#### [TASK DETAILS]
Repeat the rows word for word, starting with the line that contains "Please, if you could, draw a box around the flag red" and going on through the line that contains "xmin=0 ymin=0 xmax=400 ymax=466", including both of those lines.

[Items stored from a collection]
>>>>

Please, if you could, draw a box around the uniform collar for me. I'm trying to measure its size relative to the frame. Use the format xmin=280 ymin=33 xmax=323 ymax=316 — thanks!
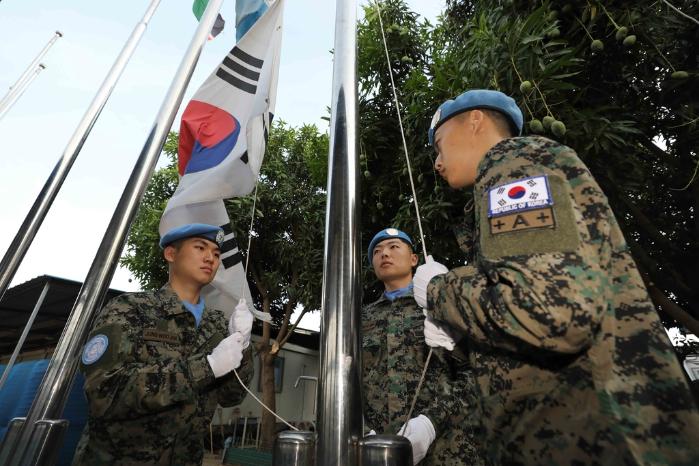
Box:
xmin=381 ymin=282 xmax=413 ymax=302
xmin=158 ymin=282 xmax=189 ymax=315
xmin=476 ymin=137 xmax=529 ymax=183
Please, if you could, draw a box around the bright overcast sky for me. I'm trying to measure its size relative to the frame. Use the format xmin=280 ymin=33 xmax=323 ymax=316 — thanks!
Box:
xmin=0 ymin=0 xmax=443 ymax=332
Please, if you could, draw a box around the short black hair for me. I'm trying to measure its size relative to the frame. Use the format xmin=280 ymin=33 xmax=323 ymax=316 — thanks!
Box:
xmin=456 ymin=108 xmax=519 ymax=138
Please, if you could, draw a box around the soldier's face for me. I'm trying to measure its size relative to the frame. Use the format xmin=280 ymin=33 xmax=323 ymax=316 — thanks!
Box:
xmin=371 ymin=238 xmax=417 ymax=282
xmin=434 ymin=110 xmax=485 ymax=189
xmin=164 ymin=238 xmax=221 ymax=286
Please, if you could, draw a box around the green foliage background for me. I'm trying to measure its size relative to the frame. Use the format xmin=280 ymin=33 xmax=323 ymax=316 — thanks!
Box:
xmin=123 ymin=0 xmax=699 ymax=350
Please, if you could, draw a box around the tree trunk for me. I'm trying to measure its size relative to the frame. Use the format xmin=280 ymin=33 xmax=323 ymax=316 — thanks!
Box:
xmin=259 ymin=338 xmax=277 ymax=451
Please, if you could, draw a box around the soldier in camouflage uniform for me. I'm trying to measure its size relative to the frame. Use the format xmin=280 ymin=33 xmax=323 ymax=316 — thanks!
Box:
xmin=362 ymin=228 xmax=481 ymax=466
xmin=414 ymin=91 xmax=699 ymax=465
xmin=73 ymin=224 xmax=253 ymax=466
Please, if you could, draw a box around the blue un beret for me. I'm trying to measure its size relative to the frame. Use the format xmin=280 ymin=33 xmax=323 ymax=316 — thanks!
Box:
xmin=427 ymin=89 xmax=524 ymax=146
xmin=368 ymin=228 xmax=413 ymax=265
xmin=160 ymin=223 xmax=223 ymax=249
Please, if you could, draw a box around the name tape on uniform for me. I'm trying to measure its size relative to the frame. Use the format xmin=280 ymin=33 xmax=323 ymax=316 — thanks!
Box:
xmin=488 ymin=175 xmax=553 ymax=217
xmin=490 ymin=207 xmax=556 ymax=235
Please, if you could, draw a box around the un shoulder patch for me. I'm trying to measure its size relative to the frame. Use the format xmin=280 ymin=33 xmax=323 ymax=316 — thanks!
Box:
xmin=488 ymin=175 xmax=553 ymax=218
xmin=81 ymin=334 xmax=109 ymax=366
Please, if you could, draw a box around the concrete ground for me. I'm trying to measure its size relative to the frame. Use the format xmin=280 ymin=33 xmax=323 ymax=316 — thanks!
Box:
xmin=202 ymin=452 xmax=222 ymax=466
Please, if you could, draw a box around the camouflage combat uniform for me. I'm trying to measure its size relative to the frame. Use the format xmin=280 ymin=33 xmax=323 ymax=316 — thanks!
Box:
xmin=362 ymin=293 xmax=482 ymax=466
xmin=427 ymin=137 xmax=699 ymax=465
xmin=73 ymin=285 xmax=253 ymax=466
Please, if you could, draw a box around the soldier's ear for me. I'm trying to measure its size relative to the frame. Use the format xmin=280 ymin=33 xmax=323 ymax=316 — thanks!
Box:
xmin=468 ymin=109 xmax=485 ymax=132
xmin=163 ymin=245 xmax=177 ymax=264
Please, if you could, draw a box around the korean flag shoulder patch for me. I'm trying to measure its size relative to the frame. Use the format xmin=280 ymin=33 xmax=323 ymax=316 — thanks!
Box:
xmin=479 ymin=174 xmax=580 ymax=258
xmin=81 ymin=334 xmax=109 ymax=366
xmin=488 ymin=175 xmax=553 ymax=218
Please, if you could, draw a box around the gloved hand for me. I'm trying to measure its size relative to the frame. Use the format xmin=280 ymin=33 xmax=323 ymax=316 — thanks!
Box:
xmin=425 ymin=317 xmax=454 ymax=351
xmin=206 ymin=332 xmax=243 ymax=379
xmin=228 ymin=299 xmax=255 ymax=349
xmin=413 ymin=256 xmax=449 ymax=307
xmin=398 ymin=414 xmax=436 ymax=464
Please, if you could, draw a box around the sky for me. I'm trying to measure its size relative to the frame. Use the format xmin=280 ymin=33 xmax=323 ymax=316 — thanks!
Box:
xmin=0 ymin=0 xmax=444 ymax=329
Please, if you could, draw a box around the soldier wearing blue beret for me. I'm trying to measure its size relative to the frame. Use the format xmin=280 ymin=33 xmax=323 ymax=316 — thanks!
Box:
xmin=362 ymin=228 xmax=479 ymax=466
xmin=414 ymin=90 xmax=699 ymax=465
xmin=73 ymin=223 xmax=253 ymax=466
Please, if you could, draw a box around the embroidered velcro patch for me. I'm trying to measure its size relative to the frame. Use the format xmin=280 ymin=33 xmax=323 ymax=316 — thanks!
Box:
xmin=489 ymin=207 xmax=556 ymax=235
xmin=81 ymin=334 xmax=109 ymax=366
xmin=488 ymin=175 xmax=553 ymax=217
xmin=143 ymin=328 xmax=180 ymax=345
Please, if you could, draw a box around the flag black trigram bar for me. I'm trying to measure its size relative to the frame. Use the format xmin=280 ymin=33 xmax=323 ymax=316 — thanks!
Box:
xmin=221 ymin=223 xmax=243 ymax=269
xmin=216 ymin=46 xmax=264 ymax=94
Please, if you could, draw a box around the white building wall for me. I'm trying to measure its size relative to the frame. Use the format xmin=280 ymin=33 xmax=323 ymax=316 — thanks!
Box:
xmin=213 ymin=335 xmax=318 ymax=424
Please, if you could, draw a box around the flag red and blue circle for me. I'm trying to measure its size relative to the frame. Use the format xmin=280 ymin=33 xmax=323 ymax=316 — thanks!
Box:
xmin=507 ymin=186 xmax=527 ymax=199
xmin=177 ymin=100 xmax=240 ymax=176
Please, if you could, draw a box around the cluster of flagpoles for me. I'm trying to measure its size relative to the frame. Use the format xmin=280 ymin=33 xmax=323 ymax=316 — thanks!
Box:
xmin=0 ymin=0 xmax=223 ymax=466
xmin=0 ymin=31 xmax=63 ymax=123
xmin=0 ymin=0 xmax=400 ymax=466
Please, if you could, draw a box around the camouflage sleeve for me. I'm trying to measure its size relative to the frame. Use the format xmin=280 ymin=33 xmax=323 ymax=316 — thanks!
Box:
xmin=212 ymin=345 xmax=255 ymax=408
xmin=413 ymin=348 xmax=461 ymax=438
xmin=81 ymin=298 xmax=214 ymax=419
xmin=427 ymin=160 xmax=612 ymax=353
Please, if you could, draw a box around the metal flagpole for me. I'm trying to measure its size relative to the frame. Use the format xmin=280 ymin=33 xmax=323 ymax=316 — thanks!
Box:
xmin=0 ymin=31 xmax=63 ymax=111
xmin=0 ymin=0 xmax=160 ymax=299
xmin=0 ymin=63 xmax=46 ymax=120
xmin=0 ymin=280 xmax=51 ymax=390
xmin=0 ymin=0 xmax=223 ymax=466
xmin=317 ymin=0 xmax=362 ymax=466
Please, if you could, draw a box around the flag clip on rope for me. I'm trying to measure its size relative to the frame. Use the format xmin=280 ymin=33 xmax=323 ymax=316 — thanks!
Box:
xmin=375 ymin=0 xmax=433 ymax=426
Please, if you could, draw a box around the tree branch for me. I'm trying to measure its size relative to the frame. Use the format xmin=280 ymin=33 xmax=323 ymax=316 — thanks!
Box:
xmin=641 ymin=270 xmax=699 ymax=336
xmin=279 ymin=307 xmax=308 ymax=348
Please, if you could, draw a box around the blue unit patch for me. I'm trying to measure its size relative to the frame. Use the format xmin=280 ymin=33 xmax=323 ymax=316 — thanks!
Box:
xmin=81 ymin=334 xmax=109 ymax=366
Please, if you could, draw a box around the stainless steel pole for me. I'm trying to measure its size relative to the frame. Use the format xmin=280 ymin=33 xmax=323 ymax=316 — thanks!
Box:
xmin=0 ymin=63 xmax=46 ymax=120
xmin=0 ymin=0 xmax=160 ymax=299
xmin=317 ymin=0 xmax=362 ymax=466
xmin=0 ymin=280 xmax=51 ymax=390
xmin=0 ymin=31 xmax=63 ymax=110
xmin=0 ymin=0 xmax=223 ymax=466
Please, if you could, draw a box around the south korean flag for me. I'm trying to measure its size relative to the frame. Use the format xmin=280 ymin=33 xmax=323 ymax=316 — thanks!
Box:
xmin=488 ymin=175 xmax=553 ymax=217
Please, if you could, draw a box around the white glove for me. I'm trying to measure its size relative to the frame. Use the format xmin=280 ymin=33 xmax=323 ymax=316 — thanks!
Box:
xmin=228 ymin=299 xmax=255 ymax=349
xmin=206 ymin=332 xmax=243 ymax=379
xmin=425 ymin=317 xmax=454 ymax=351
xmin=398 ymin=414 xmax=436 ymax=464
xmin=413 ymin=256 xmax=449 ymax=307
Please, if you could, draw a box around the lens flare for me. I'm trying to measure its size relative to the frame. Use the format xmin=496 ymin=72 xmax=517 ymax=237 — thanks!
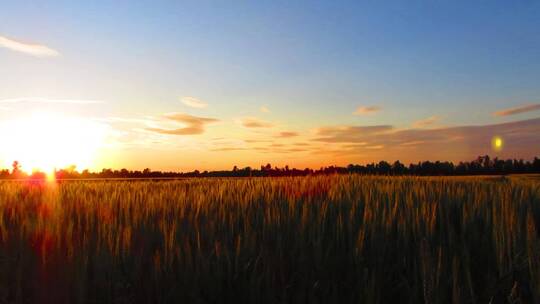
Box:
xmin=0 ymin=111 xmax=106 ymax=178
xmin=491 ymin=136 xmax=504 ymax=152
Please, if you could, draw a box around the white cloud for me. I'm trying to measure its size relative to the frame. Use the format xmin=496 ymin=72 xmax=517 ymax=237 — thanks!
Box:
xmin=180 ymin=96 xmax=208 ymax=109
xmin=353 ymin=106 xmax=381 ymax=115
xmin=0 ymin=36 xmax=60 ymax=57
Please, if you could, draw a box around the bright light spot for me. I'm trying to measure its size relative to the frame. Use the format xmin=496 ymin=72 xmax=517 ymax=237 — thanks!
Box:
xmin=0 ymin=112 xmax=106 ymax=173
xmin=491 ymin=136 xmax=504 ymax=151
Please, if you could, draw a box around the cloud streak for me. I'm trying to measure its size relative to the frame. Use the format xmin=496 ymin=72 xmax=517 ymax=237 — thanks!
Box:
xmin=241 ymin=117 xmax=274 ymax=128
xmin=312 ymin=118 xmax=540 ymax=162
xmin=180 ymin=96 xmax=208 ymax=109
xmin=274 ymin=131 xmax=299 ymax=138
xmin=0 ymin=36 xmax=60 ymax=57
xmin=353 ymin=106 xmax=381 ymax=115
xmin=493 ymin=103 xmax=540 ymax=116
xmin=146 ymin=113 xmax=219 ymax=135
xmin=412 ymin=115 xmax=440 ymax=129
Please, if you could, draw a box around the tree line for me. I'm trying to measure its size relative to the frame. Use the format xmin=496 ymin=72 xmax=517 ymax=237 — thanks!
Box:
xmin=0 ymin=155 xmax=540 ymax=179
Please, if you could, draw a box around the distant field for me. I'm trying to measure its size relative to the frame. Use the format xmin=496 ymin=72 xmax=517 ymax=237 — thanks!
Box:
xmin=0 ymin=175 xmax=540 ymax=303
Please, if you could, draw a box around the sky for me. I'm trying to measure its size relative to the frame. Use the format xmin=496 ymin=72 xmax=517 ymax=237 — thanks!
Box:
xmin=0 ymin=1 xmax=540 ymax=170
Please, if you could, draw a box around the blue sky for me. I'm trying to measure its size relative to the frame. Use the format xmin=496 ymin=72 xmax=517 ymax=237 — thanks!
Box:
xmin=0 ymin=1 xmax=540 ymax=169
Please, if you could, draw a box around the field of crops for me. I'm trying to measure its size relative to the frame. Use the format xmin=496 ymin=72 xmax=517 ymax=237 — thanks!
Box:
xmin=0 ymin=175 xmax=540 ymax=303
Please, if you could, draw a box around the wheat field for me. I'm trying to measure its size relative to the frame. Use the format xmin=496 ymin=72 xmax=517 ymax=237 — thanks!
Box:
xmin=0 ymin=175 xmax=540 ymax=303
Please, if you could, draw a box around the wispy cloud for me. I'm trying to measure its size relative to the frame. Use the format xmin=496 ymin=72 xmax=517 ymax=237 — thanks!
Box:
xmin=412 ymin=115 xmax=440 ymax=129
xmin=241 ymin=117 xmax=274 ymax=128
xmin=274 ymin=131 xmax=299 ymax=138
xmin=312 ymin=118 xmax=540 ymax=162
xmin=315 ymin=125 xmax=393 ymax=142
xmin=353 ymin=106 xmax=381 ymax=115
xmin=0 ymin=36 xmax=60 ymax=57
xmin=493 ymin=103 xmax=540 ymax=116
xmin=180 ymin=96 xmax=208 ymax=109
xmin=146 ymin=113 xmax=219 ymax=135
xmin=0 ymin=97 xmax=104 ymax=104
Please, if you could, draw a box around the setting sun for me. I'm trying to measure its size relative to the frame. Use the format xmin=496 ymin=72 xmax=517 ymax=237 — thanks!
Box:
xmin=491 ymin=136 xmax=503 ymax=151
xmin=0 ymin=112 xmax=105 ymax=173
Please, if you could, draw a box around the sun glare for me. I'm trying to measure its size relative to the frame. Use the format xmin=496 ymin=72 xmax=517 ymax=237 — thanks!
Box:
xmin=0 ymin=112 xmax=106 ymax=173
xmin=491 ymin=136 xmax=503 ymax=151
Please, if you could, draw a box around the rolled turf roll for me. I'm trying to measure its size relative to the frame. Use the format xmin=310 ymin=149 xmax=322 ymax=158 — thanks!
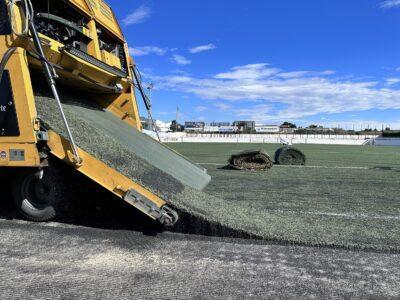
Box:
xmin=228 ymin=150 xmax=273 ymax=170
xmin=275 ymin=146 xmax=306 ymax=166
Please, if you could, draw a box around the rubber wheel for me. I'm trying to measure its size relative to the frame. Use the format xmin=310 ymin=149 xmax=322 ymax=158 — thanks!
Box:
xmin=12 ymin=168 xmax=66 ymax=222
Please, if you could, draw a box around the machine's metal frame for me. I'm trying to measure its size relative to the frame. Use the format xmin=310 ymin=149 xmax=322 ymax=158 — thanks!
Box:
xmin=0 ymin=0 xmax=178 ymax=223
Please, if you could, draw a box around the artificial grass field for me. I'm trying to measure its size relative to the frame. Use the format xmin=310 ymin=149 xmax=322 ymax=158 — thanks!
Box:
xmin=168 ymin=143 xmax=400 ymax=251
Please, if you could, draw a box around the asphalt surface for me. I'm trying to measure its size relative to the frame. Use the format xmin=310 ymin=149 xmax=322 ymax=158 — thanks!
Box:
xmin=0 ymin=218 xmax=400 ymax=299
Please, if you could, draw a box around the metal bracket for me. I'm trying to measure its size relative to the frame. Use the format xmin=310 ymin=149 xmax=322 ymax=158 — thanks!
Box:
xmin=36 ymin=131 xmax=49 ymax=142
xmin=124 ymin=190 xmax=179 ymax=226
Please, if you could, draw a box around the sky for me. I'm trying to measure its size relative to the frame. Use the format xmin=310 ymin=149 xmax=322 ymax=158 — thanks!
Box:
xmin=107 ymin=0 xmax=400 ymax=129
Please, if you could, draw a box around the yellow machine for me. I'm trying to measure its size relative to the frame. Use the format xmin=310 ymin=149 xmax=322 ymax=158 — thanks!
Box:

<<<<

#### [THE RESPONSE]
Please, if you could, draw a box around the flag red and blue circle for me. I'm trying to measure its size relative to the frame. Use the format xmin=280 ymin=33 xmax=323 ymax=316 — thanks!
Box:
xmin=507 ymin=186 xmax=527 ymax=199
xmin=177 ymin=100 xmax=240 ymax=176
Please, if you could, draw a box around the cluster of flagpoles for me. I'm trying to measure its size relative to the frame. Use the format xmin=280 ymin=33 xmax=323 ymax=316 — thanks!
Box:
xmin=0 ymin=0 xmax=223 ymax=466
xmin=0 ymin=31 xmax=63 ymax=123
xmin=0 ymin=0 xmax=400 ymax=466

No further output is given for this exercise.